▸ **Exercise**
Arrange everything from the line containing "target: dormer window" down to the line containing "136 L 0 139" as a two-column CSV with the headers input and output, giving one row per item: the item's text in input and its answer in output, each as a single quoted field with line breaks replaced by spaces. Leave the pictures out.

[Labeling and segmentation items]
----
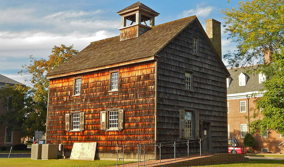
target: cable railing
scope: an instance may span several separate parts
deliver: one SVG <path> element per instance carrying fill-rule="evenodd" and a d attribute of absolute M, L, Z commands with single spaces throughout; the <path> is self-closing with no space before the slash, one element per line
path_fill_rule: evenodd
<path fill-rule="evenodd" d="M 191 155 L 191 153 L 196 154 L 198 154 L 198 156 L 201 156 L 201 153 L 202 153 L 202 150 L 201 148 L 201 143 L 202 142 L 207 142 L 207 144 L 209 145 L 208 147 L 209 147 L 209 145 L 211 145 L 211 143 L 215 142 L 219 143 L 220 146 L 218 147 L 222 147 L 222 151 L 217 151 L 216 153 L 222 152 L 225 152 L 227 151 L 225 151 L 224 149 L 227 149 L 227 150 L 228 146 L 228 138 L 226 137 L 214 137 L 213 138 L 212 137 L 208 138 L 203 138 L 196 139 L 191 139 L 188 140 L 178 140 L 176 141 L 172 141 L 170 142 L 162 142 L 158 143 L 156 143 L 154 141 L 152 142 L 141 142 L 136 143 L 128 143 L 125 144 L 118 144 L 117 145 L 117 166 L 118 164 L 118 150 L 120 148 L 122 149 L 122 164 L 124 165 L 124 154 L 125 150 L 126 149 L 129 149 L 130 148 L 133 148 L 133 147 L 136 147 L 137 149 L 137 167 L 139 167 L 141 166 L 145 166 L 152 165 L 156 163 L 161 164 L 162 163 L 162 160 L 163 159 L 162 158 L 162 155 L 161 154 L 163 153 L 164 154 L 165 153 L 167 155 L 168 155 L 170 153 L 162 153 L 163 148 L 167 147 L 167 149 L 171 149 L 170 148 L 173 147 L 173 153 L 174 155 L 172 158 L 174 158 L 169 159 L 168 160 L 165 161 L 163 160 L 163 162 L 168 162 L 171 161 L 175 161 L 177 160 L 177 153 L 180 155 L 180 153 L 178 153 L 178 151 L 183 150 L 186 151 L 185 150 L 187 149 L 187 156 L 186 156 L 185 155 L 183 155 L 183 157 L 181 158 L 180 156 L 178 158 L 179 160 L 184 159 L 186 158 L 190 158 L 190 155 Z M 226 143 L 225 144 L 224 143 Z M 191 147 L 193 147 L 194 150 L 197 151 L 191 152 L 190 151 L 190 148 Z M 198 149 L 197 148 L 198 147 Z M 151 159 L 148 158 L 146 159 L 145 155 L 146 153 L 145 152 L 145 150 L 147 148 L 152 148 L 152 149 L 150 149 L 151 150 L 152 152 L 152 154 L 154 154 L 154 159 Z M 208 152 L 205 153 L 203 153 L 203 155 L 209 155 L 213 154 L 213 153 L 211 151 L 211 153 L 210 151 L 210 149 L 208 148 Z M 197 150 L 198 150 L 197 151 Z M 157 155 L 156 154 L 156 151 L 159 152 L 159 157 L 158 158 L 157 158 Z M 141 153 L 142 152 L 142 153 Z M 185 152 L 183 152 L 185 153 Z M 141 153 L 143 155 L 141 155 Z M 207 153 L 207 154 L 206 154 Z M 167 158 L 169 157 L 167 157 Z M 145 164 L 145 161 L 150 160 L 158 160 L 157 161 L 155 161 L 155 162 L 153 162 L 153 163 L 150 164 L 148 163 L 147 164 Z M 142 164 L 141 164 L 142 163 Z"/>

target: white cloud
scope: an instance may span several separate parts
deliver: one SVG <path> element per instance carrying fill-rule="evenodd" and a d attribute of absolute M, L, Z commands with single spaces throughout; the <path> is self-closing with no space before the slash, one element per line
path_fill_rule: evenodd
<path fill-rule="evenodd" d="M 203 5 L 199 5 L 193 9 L 183 11 L 182 15 L 184 17 L 194 15 L 198 17 L 207 17 L 214 9 L 215 8 L 212 7 L 204 7 Z"/>

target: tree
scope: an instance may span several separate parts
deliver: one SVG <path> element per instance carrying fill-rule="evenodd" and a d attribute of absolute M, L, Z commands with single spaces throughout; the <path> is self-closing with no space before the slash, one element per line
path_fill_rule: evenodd
<path fill-rule="evenodd" d="M 256 108 L 250 119 L 253 121 L 249 125 L 251 132 L 259 129 L 263 134 L 272 130 L 284 134 L 284 1 L 239 1 L 236 6 L 221 12 L 228 39 L 237 44 L 234 52 L 229 51 L 223 56 L 229 66 L 244 67 L 248 72 L 266 76 L 262 90 L 263 96 L 255 101 Z M 270 63 L 264 61 L 264 52 L 267 52 L 271 53 Z M 245 67 L 256 61 L 258 65 L 253 68 Z"/>
<path fill-rule="evenodd" d="M 248 147 L 250 150 L 251 150 L 251 147 L 256 146 L 256 142 L 253 136 L 250 133 L 247 133 L 243 139 L 243 145 L 246 147 Z"/>
<path fill-rule="evenodd" d="M 228 1 L 228 2 L 230 1 Z M 223 56 L 231 67 L 264 62 L 263 52 L 274 52 L 284 46 L 284 1 L 240 1 L 221 9 L 228 39 L 237 43 L 235 52 Z"/>
<path fill-rule="evenodd" d="M 49 81 L 45 75 L 78 52 L 73 49 L 73 45 L 61 45 L 59 47 L 54 46 L 48 60 L 42 58 L 37 60 L 30 56 L 31 63 L 23 66 L 24 69 L 19 72 L 31 76 L 31 79 L 27 81 L 30 86 L 8 86 L 1 91 L 0 99 L 2 105 L 8 104 L 10 105 L 8 107 L 13 109 L 0 116 L 0 124 L 7 121 L 13 129 L 22 127 L 22 136 L 33 136 L 36 130 L 45 132 Z M 9 96 L 8 99 L 7 97 Z M 7 103 L 8 100 L 11 103 Z"/>

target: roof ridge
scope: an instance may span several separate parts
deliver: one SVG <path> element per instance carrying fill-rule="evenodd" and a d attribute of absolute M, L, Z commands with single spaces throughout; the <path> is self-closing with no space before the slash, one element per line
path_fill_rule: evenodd
<path fill-rule="evenodd" d="M 172 21 L 169 22 L 167 22 L 161 24 L 159 24 L 159 25 L 154 25 L 154 26 L 150 27 L 150 28 L 151 29 L 152 29 L 153 28 L 157 28 L 157 27 L 162 27 L 162 26 L 164 26 L 164 25 L 168 25 L 169 24 L 176 22 L 178 22 L 180 21 L 183 21 L 184 20 L 188 20 L 190 19 L 192 19 L 193 17 L 196 17 L 196 15 L 193 15 L 193 16 L 191 16 L 187 17 L 184 17 L 184 18 L 182 18 L 181 19 L 178 19 L 177 20 L 173 20 Z"/>
<path fill-rule="evenodd" d="M 102 42 L 104 42 L 106 40 L 108 40 L 111 39 L 114 39 L 120 36 L 120 35 L 117 35 L 117 36 L 115 36 L 114 37 L 110 37 L 108 38 L 106 38 L 105 39 L 101 39 L 101 40 L 96 40 L 96 41 L 94 41 L 94 42 L 92 42 L 90 43 L 91 44 L 93 43 L 99 43 Z"/>

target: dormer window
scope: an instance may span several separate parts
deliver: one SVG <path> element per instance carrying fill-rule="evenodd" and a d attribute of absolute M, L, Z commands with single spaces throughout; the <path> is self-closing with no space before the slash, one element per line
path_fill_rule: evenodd
<path fill-rule="evenodd" d="M 243 72 L 241 72 L 239 75 L 239 86 L 246 86 L 248 80 L 248 76 Z"/>
<path fill-rule="evenodd" d="M 260 73 L 258 74 L 258 78 L 259 83 L 262 83 L 263 81 L 266 80 L 266 77 L 264 75 L 264 74 Z"/>

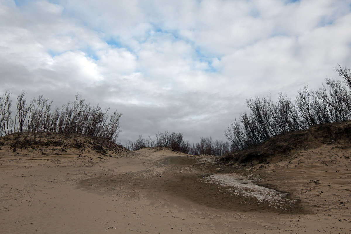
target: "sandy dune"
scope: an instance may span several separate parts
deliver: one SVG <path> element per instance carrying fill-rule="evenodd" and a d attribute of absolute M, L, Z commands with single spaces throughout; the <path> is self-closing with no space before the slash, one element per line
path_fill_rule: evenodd
<path fill-rule="evenodd" d="M 44 136 L 0 139 L 1 233 L 351 233 L 348 148 L 239 168 Z"/>

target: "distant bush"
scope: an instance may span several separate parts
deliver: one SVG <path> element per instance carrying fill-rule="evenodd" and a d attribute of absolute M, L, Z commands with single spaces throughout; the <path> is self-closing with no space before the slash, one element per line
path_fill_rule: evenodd
<path fill-rule="evenodd" d="M 328 78 L 325 85 L 314 91 L 306 85 L 298 91 L 294 101 L 282 94 L 275 102 L 270 97 L 247 100 L 251 113 L 241 114 L 224 131 L 233 151 L 316 124 L 351 120 L 351 70 L 340 65 L 335 70 L 343 82 Z"/>
<path fill-rule="evenodd" d="M 52 111 L 52 101 L 42 95 L 27 102 L 26 93 L 17 96 L 15 118 L 12 116 L 11 93 L 6 91 L 0 96 L 0 136 L 23 132 L 57 132 L 82 134 L 116 143 L 122 114 L 117 111 L 109 115 L 110 108 L 102 111 L 97 105 L 92 106 L 77 94 L 61 108 Z"/>
<path fill-rule="evenodd" d="M 145 147 L 165 147 L 188 154 L 210 154 L 220 156 L 231 151 L 231 144 L 228 142 L 216 140 L 211 137 L 201 138 L 200 142 L 191 145 L 183 138 L 182 133 L 171 133 L 168 131 L 159 133 L 153 140 L 150 136 L 144 138 L 139 135 L 135 141 L 129 141 L 125 146 L 130 150 L 137 150 Z"/>

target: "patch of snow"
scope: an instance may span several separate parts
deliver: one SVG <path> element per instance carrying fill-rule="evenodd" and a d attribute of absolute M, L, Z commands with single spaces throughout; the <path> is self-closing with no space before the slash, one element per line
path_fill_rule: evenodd
<path fill-rule="evenodd" d="M 270 206 L 276 208 L 277 207 L 284 208 L 295 201 L 285 198 L 287 193 L 259 186 L 249 179 L 253 177 L 254 176 L 245 177 L 233 173 L 214 174 L 201 179 L 206 183 L 226 186 L 226 190 L 237 196 L 244 198 L 253 198 L 259 202 L 266 202 Z"/>

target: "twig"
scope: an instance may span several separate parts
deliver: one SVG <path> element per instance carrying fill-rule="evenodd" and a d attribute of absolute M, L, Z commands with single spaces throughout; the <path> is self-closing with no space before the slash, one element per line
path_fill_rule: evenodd
<path fill-rule="evenodd" d="M 15 222 L 12 223 L 18 223 L 19 222 L 21 222 L 22 221 L 24 221 L 24 220 L 20 220 L 19 221 L 17 221 L 17 222 Z"/>

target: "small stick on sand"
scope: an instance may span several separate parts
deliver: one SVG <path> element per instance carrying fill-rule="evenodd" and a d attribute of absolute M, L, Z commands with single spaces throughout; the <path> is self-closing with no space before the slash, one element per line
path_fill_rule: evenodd
<path fill-rule="evenodd" d="M 18 223 L 19 222 L 21 222 L 21 221 L 24 221 L 24 220 L 20 220 L 19 221 L 17 221 L 17 222 L 15 222 L 12 223 Z"/>

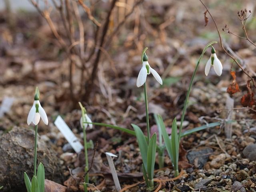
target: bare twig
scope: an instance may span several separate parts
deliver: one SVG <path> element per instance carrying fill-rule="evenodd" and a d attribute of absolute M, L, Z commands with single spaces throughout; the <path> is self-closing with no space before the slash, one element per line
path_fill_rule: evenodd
----
▸ **Answer**
input,output
"target: dormer window scope: an instance may span several separate parts deliver: one SVG <path> element per instance carrying fill-rule=""evenodd"" and a d attribute of absolute M, L, Z commands with single spaces throughout; the <path> is self-closing with no space before the slash, one element per line path_fill_rule: evenodd","<path fill-rule=""evenodd"" d=""M 243 72 L 241 72 L 239 75 L 239 86 L 246 86 L 248 80 L 248 76 Z""/> <path fill-rule=""evenodd"" d=""M 260 73 L 258 74 L 258 78 L 259 83 L 262 83 L 263 81 L 266 80 L 266 77 L 264 75 L 264 74 Z""/>"
"target: ""sandy dune"" scope: an instance may span several separate parts deliver: one SVG <path> element per instance carrying fill-rule=""evenodd"" and a d attribute of absolute M, L, Z commands with single spaces throughout; the <path> is self-closing with no space before the slash, one element per line path_fill_rule: evenodd","<path fill-rule=""evenodd"" d=""M 44 136 L 0 139 L 1 233 L 351 233 L 348 148 L 239 168 Z""/>"